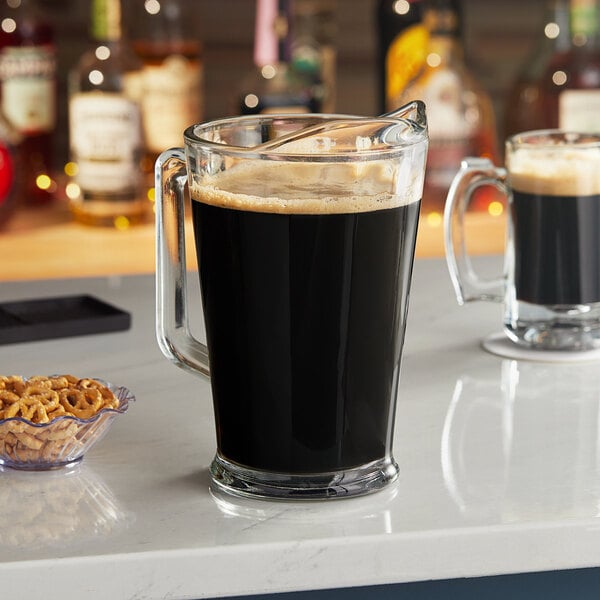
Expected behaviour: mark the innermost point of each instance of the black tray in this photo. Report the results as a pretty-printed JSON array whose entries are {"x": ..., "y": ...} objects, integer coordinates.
[{"x": 63, "y": 316}]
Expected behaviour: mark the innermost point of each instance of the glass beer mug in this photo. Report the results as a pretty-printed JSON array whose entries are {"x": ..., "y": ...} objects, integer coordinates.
[
  {"x": 551, "y": 286},
  {"x": 304, "y": 230}
]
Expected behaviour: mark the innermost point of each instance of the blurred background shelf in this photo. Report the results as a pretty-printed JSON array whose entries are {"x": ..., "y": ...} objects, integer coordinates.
[{"x": 46, "y": 244}]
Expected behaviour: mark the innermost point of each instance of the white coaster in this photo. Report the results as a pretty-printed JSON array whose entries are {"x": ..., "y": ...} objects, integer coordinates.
[{"x": 499, "y": 344}]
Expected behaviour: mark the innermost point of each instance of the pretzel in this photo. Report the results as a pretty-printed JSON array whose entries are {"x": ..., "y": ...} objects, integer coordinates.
[{"x": 41, "y": 399}]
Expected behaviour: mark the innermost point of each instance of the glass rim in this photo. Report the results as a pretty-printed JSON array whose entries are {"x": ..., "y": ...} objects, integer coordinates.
[
  {"x": 554, "y": 138},
  {"x": 193, "y": 137}
]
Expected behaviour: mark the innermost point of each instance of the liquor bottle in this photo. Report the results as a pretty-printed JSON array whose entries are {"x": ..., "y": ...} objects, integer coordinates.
[
  {"x": 164, "y": 38},
  {"x": 10, "y": 139},
  {"x": 313, "y": 51},
  {"x": 460, "y": 113},
  {"x": 275, "y": 85},
  {"x": 402, "y": 41},
  {"x": 105, "y": 126},
  {"x": 572, "y": 80},
  {"x": 28, "y": 94},
  {"x": 524, "y": 105}
]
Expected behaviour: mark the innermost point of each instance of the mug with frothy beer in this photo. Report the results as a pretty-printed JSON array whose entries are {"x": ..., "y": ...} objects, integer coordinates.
[
  {"x": 551, "y": 286},
  {"x": 305, "y": 230}
]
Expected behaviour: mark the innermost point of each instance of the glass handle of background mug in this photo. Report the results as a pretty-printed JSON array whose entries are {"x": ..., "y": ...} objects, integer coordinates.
[
  {"x": 172, "y": 324},
  {"x": 473, "y": 174}
]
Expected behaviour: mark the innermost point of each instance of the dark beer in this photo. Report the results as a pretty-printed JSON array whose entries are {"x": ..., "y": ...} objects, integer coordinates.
[
  {"x": 557, "y": 248},
  {"x": 305, "y": 316}
]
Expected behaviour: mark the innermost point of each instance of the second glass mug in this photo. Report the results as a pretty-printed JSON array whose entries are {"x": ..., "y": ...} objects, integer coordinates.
[
  {"x": 551, "y": 282},
  {"x": 305, "y": 253}
]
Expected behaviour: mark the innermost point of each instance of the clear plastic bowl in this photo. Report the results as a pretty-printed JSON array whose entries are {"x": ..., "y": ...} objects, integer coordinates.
[{"x": 59, "y": 443}]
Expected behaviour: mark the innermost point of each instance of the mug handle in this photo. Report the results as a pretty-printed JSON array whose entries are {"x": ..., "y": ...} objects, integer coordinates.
[
  {"x": 172, "y": 324},
  {"x": 468, "y": 286}
]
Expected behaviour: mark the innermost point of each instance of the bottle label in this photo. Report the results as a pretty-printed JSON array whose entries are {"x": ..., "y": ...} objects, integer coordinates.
[
  {"x": 28, "y": 76},
  {"x": 105, "y": 141},
  {"x": 171, "y": 101},
  {"x": 579, "y": 110}
]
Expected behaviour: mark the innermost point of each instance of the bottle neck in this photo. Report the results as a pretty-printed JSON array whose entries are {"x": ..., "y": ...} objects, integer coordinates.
[
  {"x": 444, "y": 45},
  {"x": 272, "y": 32},
  {"x": 107, "y": 20},
  {"x": 585, "y": 23},
  {"x": 557, "y": 23}
]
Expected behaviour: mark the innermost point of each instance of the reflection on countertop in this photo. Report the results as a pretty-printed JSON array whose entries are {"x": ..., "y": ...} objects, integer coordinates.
[
  {"x": 545, "y": 416},
  {"x": 41, "y": 509}
]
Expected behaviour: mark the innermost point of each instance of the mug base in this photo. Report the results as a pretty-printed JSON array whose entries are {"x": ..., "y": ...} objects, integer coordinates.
[
  {"x": 572, "y": 328},
  {"x": 242, "y": 481},
  {"x": 501, "y": 345}
]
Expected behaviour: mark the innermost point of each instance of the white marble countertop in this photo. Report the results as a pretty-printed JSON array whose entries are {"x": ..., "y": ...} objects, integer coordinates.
[{"x": 499, "y": 460}]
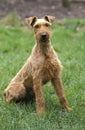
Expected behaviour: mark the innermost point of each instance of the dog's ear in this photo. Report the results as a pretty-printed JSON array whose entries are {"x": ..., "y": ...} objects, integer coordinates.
[
  {"x": 49, "y": 18},
  {"x": 31, "y": 20}
]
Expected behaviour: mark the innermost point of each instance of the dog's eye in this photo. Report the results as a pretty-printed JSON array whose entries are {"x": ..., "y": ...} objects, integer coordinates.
[
  {"x": 37, "y": 26},
  {"x": 47, "y": 25}
]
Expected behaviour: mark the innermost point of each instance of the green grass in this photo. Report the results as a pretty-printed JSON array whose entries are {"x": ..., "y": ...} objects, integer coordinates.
[{"x": 16, "y": 43}]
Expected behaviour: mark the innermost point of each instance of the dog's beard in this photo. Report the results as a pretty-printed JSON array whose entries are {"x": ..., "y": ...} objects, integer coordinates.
[{"x": 44, "y": 40}]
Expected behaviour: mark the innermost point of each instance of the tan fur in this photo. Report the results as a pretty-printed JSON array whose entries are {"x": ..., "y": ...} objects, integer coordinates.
[{"x": 42, "y": 66}]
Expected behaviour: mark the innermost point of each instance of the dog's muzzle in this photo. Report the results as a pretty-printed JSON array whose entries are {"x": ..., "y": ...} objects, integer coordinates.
[{"x": 44, "y": 37}]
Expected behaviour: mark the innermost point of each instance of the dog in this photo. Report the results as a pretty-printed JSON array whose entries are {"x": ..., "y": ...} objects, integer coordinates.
[{"x": 42, "y": 66}]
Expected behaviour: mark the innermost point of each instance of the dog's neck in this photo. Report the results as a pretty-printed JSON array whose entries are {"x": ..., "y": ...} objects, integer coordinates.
[{"x": 44, "y": 48}]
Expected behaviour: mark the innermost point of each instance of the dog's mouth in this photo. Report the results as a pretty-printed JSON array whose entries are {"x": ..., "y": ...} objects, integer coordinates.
[{"x": 44, "y": 40}]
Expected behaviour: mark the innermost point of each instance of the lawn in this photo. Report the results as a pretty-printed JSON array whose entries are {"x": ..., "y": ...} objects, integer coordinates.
[{"x": 16, "y": 42}]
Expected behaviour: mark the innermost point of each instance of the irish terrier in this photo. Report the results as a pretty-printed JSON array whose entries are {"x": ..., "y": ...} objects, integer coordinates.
[{"x": 42, "y": 66}]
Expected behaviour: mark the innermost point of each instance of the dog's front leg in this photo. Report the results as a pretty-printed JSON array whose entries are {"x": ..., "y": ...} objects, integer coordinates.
[
  {"x": 57, "y": 82},
  {"x": 37, "y": 85}
]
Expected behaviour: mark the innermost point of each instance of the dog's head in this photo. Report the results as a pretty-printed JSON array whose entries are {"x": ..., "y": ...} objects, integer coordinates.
[
  {"x": 41, "y": 27},
  {"x": 14, "y": 92}
]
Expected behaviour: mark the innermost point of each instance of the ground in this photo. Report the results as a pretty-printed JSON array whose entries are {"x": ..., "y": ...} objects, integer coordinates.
[{"x": 26, "y": 8}]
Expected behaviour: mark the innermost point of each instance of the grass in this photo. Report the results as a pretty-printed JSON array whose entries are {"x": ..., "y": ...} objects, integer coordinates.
[{"x": 16, "y": 43}]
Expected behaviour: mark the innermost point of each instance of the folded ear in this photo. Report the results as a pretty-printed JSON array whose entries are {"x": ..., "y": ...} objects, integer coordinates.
[
  {"x": 49, "y": 18},
  {"x": 31, "y": 20}
]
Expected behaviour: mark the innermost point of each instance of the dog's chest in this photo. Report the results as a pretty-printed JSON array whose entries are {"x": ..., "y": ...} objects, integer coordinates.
[{"x": 48, "y": 69}]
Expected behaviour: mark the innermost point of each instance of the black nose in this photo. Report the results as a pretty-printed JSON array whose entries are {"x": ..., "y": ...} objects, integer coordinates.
[{"x": 43, "y": 35}]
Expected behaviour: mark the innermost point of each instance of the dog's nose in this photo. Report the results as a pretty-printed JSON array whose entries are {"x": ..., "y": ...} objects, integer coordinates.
[{"x": 43, "y": 35}]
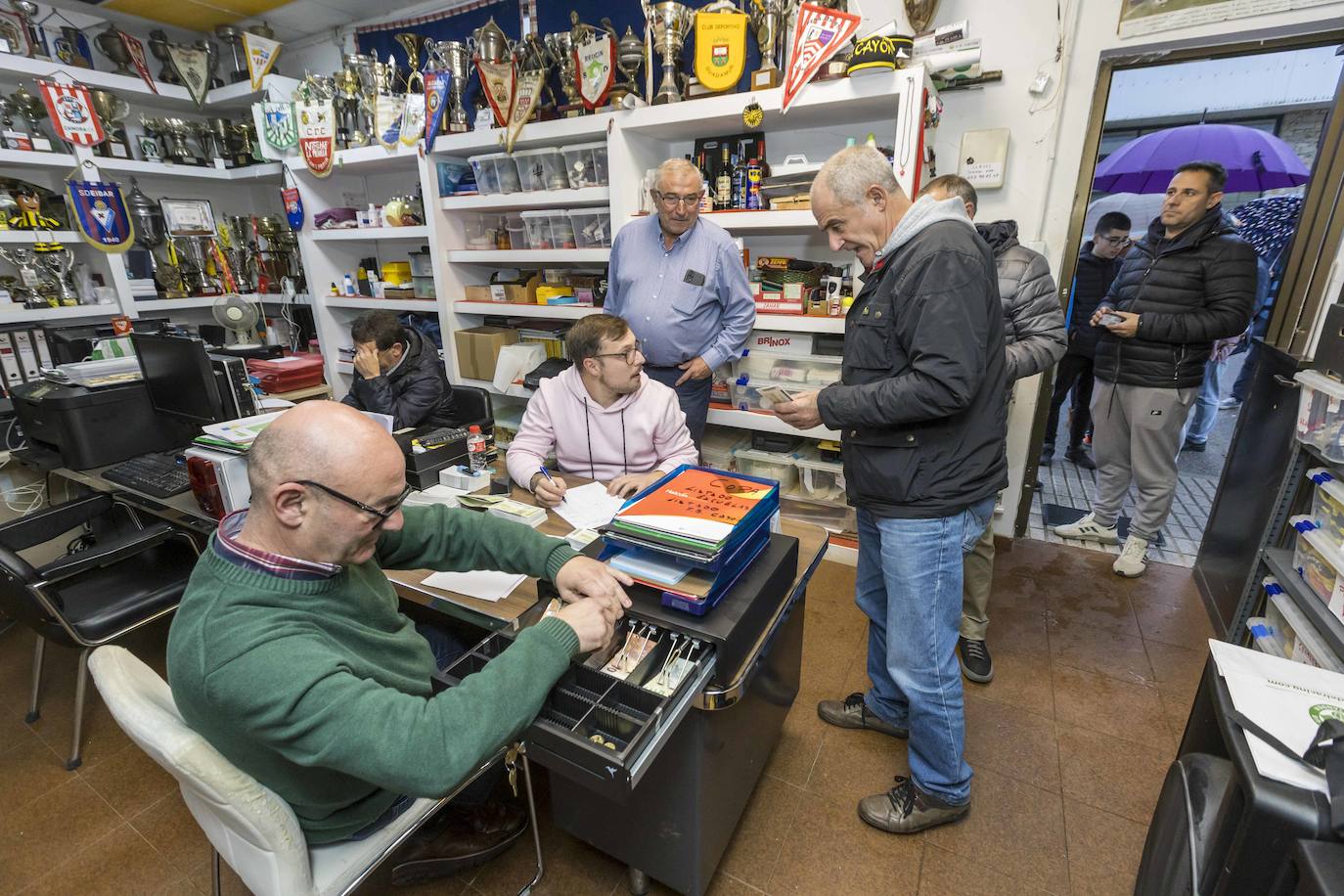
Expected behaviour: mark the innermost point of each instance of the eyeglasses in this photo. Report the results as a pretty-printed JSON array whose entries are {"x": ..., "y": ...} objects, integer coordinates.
[
  {"x": 383, "y": 516},
  {"x": 672, "y": 201}
]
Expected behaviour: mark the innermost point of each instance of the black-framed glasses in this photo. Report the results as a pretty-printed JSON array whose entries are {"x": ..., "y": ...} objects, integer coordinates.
[{"x": 383, "y": 516}]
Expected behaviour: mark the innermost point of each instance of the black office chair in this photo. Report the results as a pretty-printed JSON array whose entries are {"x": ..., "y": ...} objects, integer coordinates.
[{"x": 125, "y": 576}]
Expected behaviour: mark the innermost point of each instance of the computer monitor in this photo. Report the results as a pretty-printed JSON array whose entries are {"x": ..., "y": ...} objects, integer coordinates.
[{"x": 179, "y": 377}]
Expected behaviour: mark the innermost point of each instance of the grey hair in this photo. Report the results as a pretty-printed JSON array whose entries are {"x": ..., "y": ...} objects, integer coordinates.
[
  {"x": 675, "y": 166},
  {"x": 854, "y": 169}
]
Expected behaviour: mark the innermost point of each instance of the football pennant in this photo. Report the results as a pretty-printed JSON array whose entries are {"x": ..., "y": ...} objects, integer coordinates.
[
  {"x": 101, "y": 215},
  {"x": 261, "y": 55},
  {"x": 721, "y": 49},
  {"x": 193, "y": 67},
  {"x": 818, "y": 35},
  {"x": 527, "y": 93},
  {"x": 136, "y": 51},
  {"x": 71, "y": 112},
  {"x": 316, "y": 135},
  {"x": 596, "y": 65},
  {"x": 498, "y": 79}
]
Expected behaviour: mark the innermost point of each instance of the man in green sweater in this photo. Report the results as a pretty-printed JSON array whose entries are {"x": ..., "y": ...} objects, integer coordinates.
[{"x": 291, "y": 657}]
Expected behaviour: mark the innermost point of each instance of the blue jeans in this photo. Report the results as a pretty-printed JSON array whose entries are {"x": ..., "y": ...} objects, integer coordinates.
[{"x": 909, "y": 586}]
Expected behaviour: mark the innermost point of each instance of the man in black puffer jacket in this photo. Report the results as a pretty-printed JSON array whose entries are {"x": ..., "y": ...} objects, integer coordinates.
[
  {"x": 398, "y": 373},
  {"x": 1188, "y": 283}
]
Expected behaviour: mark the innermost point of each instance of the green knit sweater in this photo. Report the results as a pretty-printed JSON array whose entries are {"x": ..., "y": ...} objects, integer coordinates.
[{"x": 322, "y": 690}]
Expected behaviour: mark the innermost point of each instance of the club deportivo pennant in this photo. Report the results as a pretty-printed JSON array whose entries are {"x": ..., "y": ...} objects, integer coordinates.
[
  {"x": 596, "y": 70},
  {"x": 70, "y": 111},
  {"x": 101, "y": 215},
  {"x": 527, "y": 93},
  {"x": 136, "y": 51},
  {"x": 316, "y": 135},
  {"x": 818, "y": 35},
  {"x": 261, "y": 54},
  {"x": 498, "y": 79},
  {"x": 193, "y": 67},
  {"x": 279, "y": 125},
  {"x": 721, "y": 49},
  {"x": 435, "y": 100}
]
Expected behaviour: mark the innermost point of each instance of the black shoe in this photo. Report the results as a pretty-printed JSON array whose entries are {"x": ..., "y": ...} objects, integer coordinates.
[
  {"x": 1081, "y": 457},
  {"x": 906, "y": 809},
  {"x": 976, "y": 662},
  {"x": 852, "y": 712}
]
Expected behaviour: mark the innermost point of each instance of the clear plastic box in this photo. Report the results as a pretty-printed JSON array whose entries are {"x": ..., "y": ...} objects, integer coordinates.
[
  {"x": 768, "y": 465},
  {"x": 592, "y": 227},
  {"x": 541, "y": 168},
  {"x": 585, "y": 164},
  {"x": 495, "y": 173},
  {"x": 1320, "y": 414},
  {"x": 547, "y": 230}
]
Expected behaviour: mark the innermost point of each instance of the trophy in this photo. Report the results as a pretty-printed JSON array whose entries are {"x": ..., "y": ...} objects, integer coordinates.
[
  {"x": 233, "y": 39},
  {"x": 669, "y": 22},
  {"x": 109, "y": 42},
  {"x": 111, "y": 109}
]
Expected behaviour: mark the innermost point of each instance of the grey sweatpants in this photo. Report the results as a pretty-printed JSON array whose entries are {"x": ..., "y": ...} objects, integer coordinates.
[{"x": 1136, "y": 435}]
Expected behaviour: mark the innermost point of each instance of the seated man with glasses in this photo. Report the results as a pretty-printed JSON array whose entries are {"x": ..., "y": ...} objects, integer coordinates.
[
  {"x": 291, "y": 657},
  {"x": 604, "y": 418},
  {"x": 680, "y": 284}
]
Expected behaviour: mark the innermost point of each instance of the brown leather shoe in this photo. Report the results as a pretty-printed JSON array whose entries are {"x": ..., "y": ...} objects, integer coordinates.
[{"x": 457, "y": 838}]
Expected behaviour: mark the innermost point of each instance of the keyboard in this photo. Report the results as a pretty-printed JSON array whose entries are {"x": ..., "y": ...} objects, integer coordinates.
[{"x": 155, "y": 474}]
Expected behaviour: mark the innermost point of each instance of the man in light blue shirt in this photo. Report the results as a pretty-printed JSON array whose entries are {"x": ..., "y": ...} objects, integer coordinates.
[{"x": 679, "y": 283}]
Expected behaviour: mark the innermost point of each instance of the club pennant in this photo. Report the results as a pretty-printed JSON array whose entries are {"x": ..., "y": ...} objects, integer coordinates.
[
  {"x": 279, "y": 125},
  {"x": 71, "y": 112},
  {"x": 136, "y": 50},
  {"x": 261, "y": 54},
  {"x": 435, "y": 101},
  {"x": 527, "y": 93},
  {"x": 101, "y": 215},
  {"x": 721, "y": 49},
  {"x": 594, "y": 62},
  {"x": 316, "y": 135},
  {"x": 498, "y": 79},
  {"x": 816, "y": 36},
  {"x": 193, "y": 67}
]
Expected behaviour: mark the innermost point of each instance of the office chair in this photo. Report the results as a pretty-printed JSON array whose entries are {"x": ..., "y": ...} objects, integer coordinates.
[
  {"x": 251, "y": 828},
  {"x": 126, "y": 576}
]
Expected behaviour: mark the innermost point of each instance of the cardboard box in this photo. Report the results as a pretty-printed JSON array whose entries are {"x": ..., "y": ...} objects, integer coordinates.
[{"x": 478, "y": 348}]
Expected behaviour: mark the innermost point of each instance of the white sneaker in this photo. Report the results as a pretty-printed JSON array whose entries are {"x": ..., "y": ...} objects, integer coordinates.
[
  {"x": 1132, "y": 561},
  {"x": 1089, "y": 529}
]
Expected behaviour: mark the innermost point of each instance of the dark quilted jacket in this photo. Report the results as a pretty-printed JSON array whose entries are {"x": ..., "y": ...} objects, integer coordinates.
[{"x": 1187, "y": 291}]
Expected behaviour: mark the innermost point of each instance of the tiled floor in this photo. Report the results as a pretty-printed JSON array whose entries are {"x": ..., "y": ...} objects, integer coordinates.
[{"x": 1069, "y": 744}]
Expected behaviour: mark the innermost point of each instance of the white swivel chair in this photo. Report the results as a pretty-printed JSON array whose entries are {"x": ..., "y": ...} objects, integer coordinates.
[{"x": 247, "y": 825}]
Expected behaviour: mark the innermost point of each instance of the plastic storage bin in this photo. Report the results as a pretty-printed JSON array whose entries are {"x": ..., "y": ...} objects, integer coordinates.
[
  {"x": 592, "y": 227},
  {"x": 541, "y": 168},
  {"x": 1320, "y": 414},
  {"x": 1320, "y": 563},
  {"x": 547, "y": 230},
  {"x": 495, "y": 173},
  {"x": 585, "y": 164}
]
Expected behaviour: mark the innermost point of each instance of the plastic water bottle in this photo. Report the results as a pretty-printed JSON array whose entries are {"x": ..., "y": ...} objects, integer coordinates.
[{"x": 476, "y": 449}]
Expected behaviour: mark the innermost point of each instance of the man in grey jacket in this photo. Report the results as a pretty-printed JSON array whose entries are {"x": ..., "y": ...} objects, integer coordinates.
[
  {"x": 1035, "y": 338},
  {"x": 920, "y": 409}
]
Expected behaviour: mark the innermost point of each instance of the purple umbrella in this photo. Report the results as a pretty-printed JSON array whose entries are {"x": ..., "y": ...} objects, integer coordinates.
[{"x": 1256, "y": 160}]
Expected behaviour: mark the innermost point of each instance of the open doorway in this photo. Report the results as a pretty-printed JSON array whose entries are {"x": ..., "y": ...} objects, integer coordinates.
[{"x": 1260, "y": 113}]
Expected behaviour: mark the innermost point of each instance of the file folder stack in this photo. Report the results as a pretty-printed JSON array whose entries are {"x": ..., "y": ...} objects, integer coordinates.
[{"x": 693, "y": 533}]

__What the exercise asks__
In the records above, find the line containing "of the purple"; please retype it and every line after it through the last line, exactly and with nothing else.

__The output__
Expected behaviour: mark the innermost point of each instance of the purple umbrella in this photo. Report the results as a pretty-printed JSON array whose entries are {"x": ..., "y": ...} objects, integer coordinates.
[{"x": 1256, "y": 160}]
Expected behaviour: mark the innermost point of each instance of the open doorway in this photo. Report the results as a pretty-printed JSON array whose entries are {"x": ..., "y": ...} objects, integer coordinates.
[{"x": 1260, "y": 113}]
Expected behaviour: mark the innermost point of each instance of the file folder stack in this photo. Report the results as a pretty-printed JSON array whose entries are {"x": ..., "y": ...} objects, integer coordinates.
[{"x": 693, "y": 533}]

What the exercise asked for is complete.